- **The problem**
Answer these questions using the notes on blister beetle toxicosis below.
1. How many eggs can an adult female blister beetle lay?
2. What do the larvae eat after hatching in the fall?
3. How many beetles make a fatal dose for a 1000-lb horse?

Blister Beetle Toxicosis

• Equine cantharidin intoxication or blister beetle toxicity should be considered in horses fed alfalfa hay exhibiting signs of colic, hypocalcemia, and azotemia
• There are over 200 species of blister beetles in the United States, belonging to the species, Epicauta
• The beetles swarm over small areas of vegetation so that large numbers are found in single bales of alfalfa from one location in a pasture
• Understanding the life cycle of blister beetles can play an important role in prevention
• Blister beetles have one generation per year laying eggs and dying within the calendar year
• Adult females lay up to 100 eggs in holes dug into the soil
• Eggs hatch into larva in the fall and eat grasshopper eggs
• Larvae become pupa and remain in the soil over winter
• Adults emerge in late spring and feed on alfalfa
• First and last cuts of alfalfa should be blister beetle free, and harvesting should coincide with the blister beetle life cycle
• Laboratory studies show cantharidin content varies from 1% to 11.3% of beetle dry weight with a common blister beetle containing <1% to >5%
• Experimentally, cantharidin doses of 0.45 to 1 mg/kg killed horses
• A striped blister beetle contains 5.4% cantharidin
• For a 1000-lb horse, a fatal dose is 81-128 beetles
• The small Epicauta species in New Mexico is gray with small black dots on the wing covers
• Symptoms are gastrointestinal distress (pawing, sweating, anxiety), anorexia, sham drinking where they submerge the muzzle but only drink small amounts of water
• Horses may have endotoxemia and die before diarrhea
• Many horses make attempts to void urine (stranguria)

- **Supplied material**
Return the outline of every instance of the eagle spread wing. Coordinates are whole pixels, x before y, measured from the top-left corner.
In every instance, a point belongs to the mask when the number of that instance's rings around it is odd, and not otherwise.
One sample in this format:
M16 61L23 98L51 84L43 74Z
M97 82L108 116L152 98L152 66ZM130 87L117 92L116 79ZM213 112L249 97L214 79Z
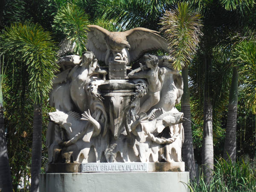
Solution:
M124 32L127 33L127 41L131 46L129 53L131 61L150 50L161 49L167 52L169 51L166 40L159 35L159 32L137 28Z
M169 51L166 40L155 31L139 27L124 32L110 32L96 25L88 26L88 39L85 46L93 52L99 61L105 61L108 51L110 47L115 47L108 44L119 43L120 47L122 47L125 46L123 45L123 45L124 42L128 42L131 47L129 50L131 61L136 60L143 52L150 50L163 49L166 52ZM116 38L116 39L113 39ZM71 44L70 41L65 38L59 46L59 55L63 55L73 52L75 43Z

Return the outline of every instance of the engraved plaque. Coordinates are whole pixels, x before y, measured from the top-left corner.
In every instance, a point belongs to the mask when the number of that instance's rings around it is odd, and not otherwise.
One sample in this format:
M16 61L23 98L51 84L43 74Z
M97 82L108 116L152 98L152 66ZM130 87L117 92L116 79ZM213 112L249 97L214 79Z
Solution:
M125 79L126 76L126 64L125 61L109 61L108 73L110 79Z
M81 172L148 172L147 163L82 163Z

- **Exercise output**
1. Up to 100 eggs.
2. Grasshopper eggs.
3. 81-128 beetles.